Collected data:
* * * * * * *
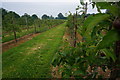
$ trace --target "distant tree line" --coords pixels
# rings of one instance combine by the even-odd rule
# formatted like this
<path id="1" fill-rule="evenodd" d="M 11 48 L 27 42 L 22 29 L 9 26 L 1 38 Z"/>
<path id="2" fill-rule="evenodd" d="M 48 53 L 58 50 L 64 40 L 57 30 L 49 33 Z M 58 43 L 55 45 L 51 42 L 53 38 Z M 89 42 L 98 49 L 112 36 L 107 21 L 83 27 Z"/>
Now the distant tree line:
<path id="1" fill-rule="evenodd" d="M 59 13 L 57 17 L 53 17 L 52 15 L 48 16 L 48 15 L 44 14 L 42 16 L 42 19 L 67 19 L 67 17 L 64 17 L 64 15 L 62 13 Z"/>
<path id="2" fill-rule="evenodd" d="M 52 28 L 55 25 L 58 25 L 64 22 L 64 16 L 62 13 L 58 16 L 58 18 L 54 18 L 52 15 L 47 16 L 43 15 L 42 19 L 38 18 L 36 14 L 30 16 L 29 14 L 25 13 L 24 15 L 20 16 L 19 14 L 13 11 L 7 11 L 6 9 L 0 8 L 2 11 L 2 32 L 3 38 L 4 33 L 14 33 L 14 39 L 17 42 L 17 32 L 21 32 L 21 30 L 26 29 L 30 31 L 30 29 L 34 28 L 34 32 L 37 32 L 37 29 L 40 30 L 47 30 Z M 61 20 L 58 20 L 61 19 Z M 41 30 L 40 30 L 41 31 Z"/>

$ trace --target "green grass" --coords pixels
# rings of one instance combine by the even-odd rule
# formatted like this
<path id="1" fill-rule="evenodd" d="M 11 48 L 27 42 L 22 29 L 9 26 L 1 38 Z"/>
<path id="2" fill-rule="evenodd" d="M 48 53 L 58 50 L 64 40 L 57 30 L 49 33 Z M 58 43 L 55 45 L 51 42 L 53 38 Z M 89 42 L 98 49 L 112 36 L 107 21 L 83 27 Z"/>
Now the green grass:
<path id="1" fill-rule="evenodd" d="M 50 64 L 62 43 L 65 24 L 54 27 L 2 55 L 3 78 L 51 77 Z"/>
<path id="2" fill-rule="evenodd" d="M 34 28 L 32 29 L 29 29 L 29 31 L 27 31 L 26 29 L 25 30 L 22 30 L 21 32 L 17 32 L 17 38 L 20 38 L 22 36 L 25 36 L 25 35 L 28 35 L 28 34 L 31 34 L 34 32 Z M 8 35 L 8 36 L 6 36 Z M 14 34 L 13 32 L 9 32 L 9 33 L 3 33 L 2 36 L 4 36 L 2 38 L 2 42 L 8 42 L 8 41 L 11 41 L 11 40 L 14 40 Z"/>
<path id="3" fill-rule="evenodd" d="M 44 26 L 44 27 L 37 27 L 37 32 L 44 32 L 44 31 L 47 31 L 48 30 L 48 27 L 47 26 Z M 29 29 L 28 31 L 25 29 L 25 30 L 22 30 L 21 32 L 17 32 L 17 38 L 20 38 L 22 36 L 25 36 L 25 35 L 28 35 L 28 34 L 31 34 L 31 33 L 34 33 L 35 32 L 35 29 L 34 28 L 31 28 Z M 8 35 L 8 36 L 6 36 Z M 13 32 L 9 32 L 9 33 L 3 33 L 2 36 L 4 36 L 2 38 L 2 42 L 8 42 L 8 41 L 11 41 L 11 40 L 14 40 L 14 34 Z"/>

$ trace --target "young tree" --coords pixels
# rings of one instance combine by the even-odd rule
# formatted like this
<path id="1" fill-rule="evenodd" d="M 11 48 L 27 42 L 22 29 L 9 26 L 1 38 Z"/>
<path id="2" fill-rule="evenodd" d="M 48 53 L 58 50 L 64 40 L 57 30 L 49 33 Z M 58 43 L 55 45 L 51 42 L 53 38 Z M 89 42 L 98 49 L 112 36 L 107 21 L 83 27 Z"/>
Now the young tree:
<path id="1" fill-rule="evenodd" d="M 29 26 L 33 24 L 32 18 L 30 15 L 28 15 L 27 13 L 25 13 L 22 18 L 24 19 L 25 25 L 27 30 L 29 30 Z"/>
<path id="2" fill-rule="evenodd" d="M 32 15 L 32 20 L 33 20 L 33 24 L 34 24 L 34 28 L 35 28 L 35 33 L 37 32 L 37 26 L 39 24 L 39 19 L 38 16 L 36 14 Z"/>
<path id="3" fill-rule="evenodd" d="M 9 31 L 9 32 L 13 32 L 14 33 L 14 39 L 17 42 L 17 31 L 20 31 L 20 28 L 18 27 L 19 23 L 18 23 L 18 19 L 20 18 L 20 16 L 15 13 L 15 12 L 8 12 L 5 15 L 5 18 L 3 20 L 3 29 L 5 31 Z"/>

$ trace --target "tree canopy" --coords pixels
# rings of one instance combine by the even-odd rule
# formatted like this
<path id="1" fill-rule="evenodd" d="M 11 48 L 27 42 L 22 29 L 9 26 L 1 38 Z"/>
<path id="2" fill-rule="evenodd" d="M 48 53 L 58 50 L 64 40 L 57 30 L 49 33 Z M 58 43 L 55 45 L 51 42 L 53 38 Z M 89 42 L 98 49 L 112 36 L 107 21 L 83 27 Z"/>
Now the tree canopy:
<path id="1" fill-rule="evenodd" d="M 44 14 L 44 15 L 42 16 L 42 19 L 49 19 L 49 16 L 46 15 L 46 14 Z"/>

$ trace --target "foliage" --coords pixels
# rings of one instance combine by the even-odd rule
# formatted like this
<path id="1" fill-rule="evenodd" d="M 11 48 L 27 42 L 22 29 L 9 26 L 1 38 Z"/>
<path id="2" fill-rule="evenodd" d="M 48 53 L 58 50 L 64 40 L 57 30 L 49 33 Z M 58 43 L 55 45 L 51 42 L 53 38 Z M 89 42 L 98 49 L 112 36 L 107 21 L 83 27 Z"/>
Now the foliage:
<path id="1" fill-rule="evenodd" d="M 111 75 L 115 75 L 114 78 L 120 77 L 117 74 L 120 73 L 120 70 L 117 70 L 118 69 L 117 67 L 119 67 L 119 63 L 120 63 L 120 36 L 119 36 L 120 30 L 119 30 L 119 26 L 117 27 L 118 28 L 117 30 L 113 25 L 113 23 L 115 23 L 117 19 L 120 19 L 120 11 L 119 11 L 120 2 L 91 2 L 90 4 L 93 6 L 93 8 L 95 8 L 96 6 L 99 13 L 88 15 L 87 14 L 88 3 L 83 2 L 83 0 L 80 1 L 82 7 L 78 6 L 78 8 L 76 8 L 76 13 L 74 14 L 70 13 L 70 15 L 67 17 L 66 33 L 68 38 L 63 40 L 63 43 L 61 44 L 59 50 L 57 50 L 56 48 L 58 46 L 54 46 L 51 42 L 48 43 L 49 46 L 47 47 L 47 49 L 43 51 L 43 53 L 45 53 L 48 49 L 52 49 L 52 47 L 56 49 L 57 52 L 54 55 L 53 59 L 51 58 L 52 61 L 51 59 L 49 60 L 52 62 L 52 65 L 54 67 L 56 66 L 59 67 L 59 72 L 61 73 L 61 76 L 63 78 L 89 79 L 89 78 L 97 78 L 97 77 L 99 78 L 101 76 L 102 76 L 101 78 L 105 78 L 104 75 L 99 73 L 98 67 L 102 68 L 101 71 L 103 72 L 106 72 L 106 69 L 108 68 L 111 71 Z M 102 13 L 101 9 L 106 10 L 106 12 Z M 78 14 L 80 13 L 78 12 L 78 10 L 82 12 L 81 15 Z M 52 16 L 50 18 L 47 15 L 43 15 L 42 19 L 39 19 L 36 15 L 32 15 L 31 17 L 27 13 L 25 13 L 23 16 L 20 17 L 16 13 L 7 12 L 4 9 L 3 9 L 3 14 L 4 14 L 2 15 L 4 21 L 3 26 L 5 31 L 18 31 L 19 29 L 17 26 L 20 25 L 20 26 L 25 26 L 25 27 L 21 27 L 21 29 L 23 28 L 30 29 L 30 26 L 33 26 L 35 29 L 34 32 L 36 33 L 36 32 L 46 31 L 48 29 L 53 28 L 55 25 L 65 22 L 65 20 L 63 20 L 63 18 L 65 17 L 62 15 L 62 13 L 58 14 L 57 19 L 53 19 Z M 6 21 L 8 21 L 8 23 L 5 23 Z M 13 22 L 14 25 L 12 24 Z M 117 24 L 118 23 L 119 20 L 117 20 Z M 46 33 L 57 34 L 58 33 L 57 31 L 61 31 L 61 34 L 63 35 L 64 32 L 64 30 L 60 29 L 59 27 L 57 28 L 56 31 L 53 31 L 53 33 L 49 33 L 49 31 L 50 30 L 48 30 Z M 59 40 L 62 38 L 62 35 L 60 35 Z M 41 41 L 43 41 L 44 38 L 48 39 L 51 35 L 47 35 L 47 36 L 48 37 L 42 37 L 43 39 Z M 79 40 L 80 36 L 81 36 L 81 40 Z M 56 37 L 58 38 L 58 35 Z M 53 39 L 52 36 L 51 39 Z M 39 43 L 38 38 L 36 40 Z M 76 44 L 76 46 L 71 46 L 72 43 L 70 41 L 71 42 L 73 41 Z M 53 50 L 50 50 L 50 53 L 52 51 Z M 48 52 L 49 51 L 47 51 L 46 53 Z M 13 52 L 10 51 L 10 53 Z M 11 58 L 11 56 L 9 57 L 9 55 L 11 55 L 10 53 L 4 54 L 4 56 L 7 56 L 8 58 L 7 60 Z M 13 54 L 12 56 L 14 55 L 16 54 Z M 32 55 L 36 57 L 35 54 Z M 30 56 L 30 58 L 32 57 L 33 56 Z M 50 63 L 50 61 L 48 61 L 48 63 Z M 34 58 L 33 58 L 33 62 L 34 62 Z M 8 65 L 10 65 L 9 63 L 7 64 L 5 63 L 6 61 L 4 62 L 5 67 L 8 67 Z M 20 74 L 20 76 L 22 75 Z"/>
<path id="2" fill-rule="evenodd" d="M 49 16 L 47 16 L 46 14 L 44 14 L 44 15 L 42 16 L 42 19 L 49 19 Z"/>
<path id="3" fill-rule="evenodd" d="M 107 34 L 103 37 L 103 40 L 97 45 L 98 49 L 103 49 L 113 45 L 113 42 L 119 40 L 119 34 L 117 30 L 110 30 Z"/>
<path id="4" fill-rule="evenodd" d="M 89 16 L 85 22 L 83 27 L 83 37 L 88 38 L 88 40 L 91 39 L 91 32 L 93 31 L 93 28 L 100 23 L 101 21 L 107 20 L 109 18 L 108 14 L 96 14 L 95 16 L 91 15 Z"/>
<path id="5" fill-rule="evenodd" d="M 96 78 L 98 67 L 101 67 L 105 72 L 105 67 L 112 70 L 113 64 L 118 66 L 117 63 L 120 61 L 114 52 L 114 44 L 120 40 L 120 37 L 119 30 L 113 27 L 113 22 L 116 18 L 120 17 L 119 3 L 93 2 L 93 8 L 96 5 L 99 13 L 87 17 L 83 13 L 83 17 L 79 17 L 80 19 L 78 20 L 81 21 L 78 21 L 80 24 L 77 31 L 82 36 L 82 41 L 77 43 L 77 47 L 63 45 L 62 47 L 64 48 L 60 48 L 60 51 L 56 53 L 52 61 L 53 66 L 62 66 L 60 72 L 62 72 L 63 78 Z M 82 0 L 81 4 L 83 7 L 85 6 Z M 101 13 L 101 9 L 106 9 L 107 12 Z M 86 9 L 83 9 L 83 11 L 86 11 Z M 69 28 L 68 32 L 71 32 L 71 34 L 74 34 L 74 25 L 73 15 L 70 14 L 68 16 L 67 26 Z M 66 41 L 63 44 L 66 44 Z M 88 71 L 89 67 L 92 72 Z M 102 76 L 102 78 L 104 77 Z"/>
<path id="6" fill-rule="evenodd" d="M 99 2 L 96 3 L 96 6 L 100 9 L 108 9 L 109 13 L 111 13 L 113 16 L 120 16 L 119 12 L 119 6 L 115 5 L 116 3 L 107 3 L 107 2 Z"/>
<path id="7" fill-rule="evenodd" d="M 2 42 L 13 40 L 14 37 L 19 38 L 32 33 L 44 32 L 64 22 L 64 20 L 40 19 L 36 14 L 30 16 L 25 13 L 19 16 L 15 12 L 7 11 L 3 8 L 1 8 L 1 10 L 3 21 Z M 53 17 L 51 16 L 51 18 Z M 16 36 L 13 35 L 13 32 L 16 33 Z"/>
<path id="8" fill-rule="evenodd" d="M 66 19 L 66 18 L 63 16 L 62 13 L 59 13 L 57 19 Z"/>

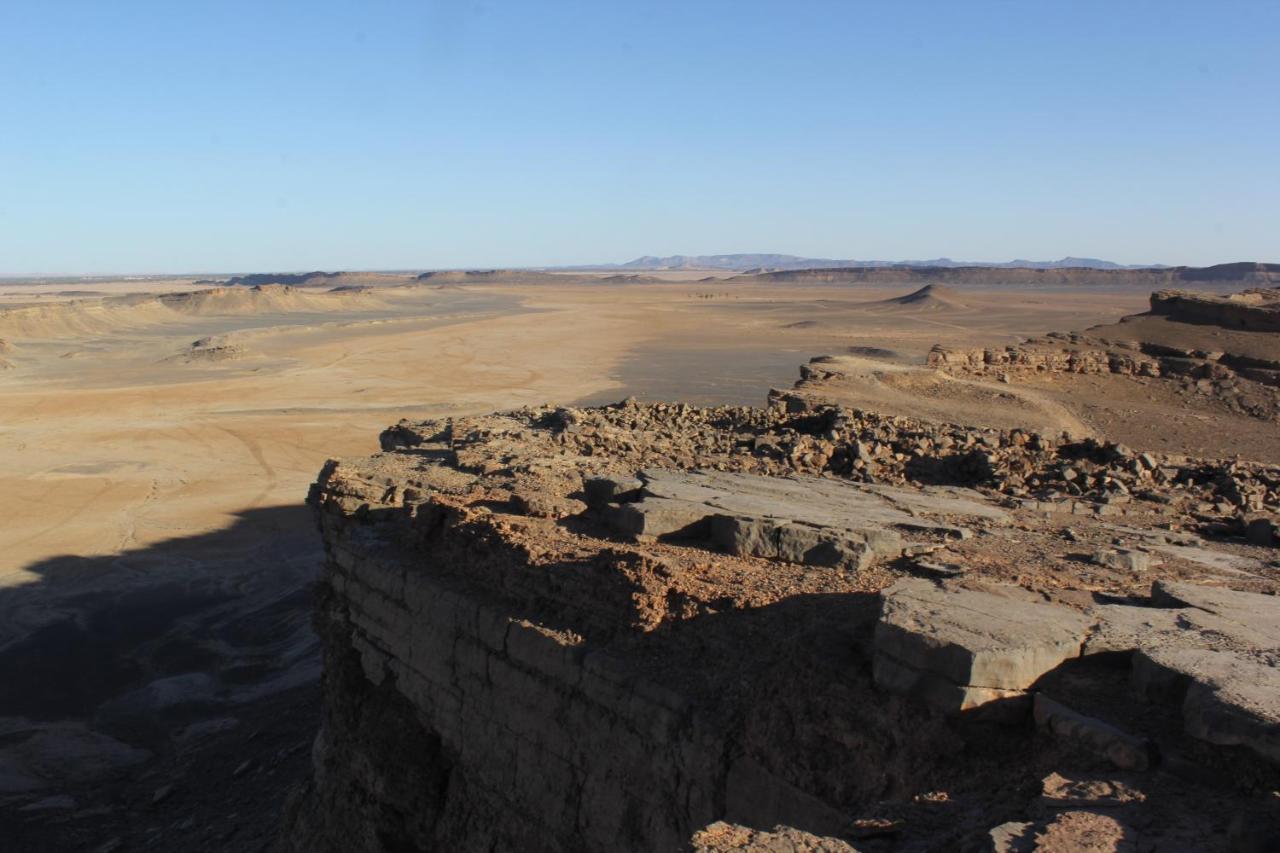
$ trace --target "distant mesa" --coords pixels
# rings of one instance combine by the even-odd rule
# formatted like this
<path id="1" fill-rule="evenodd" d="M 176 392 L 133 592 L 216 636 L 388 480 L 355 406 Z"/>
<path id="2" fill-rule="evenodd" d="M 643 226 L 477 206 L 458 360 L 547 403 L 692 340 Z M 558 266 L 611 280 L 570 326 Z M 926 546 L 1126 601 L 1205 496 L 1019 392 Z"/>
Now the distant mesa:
* * * * * * *
Beginning with the line that contains "643 226 L 477", set down every line through the end of the data without change.

*Your response*
<path id="2" fill-rule="evenodd" d="M 643 226 L 477 206 L 458 360 L 547 403 L 692 340 Z M 558 266 L 611 280 L 570 326 Z M 926 546 L 1126 601 L 1205 496 L 1019 392 Z"/>
Now the distant mesa:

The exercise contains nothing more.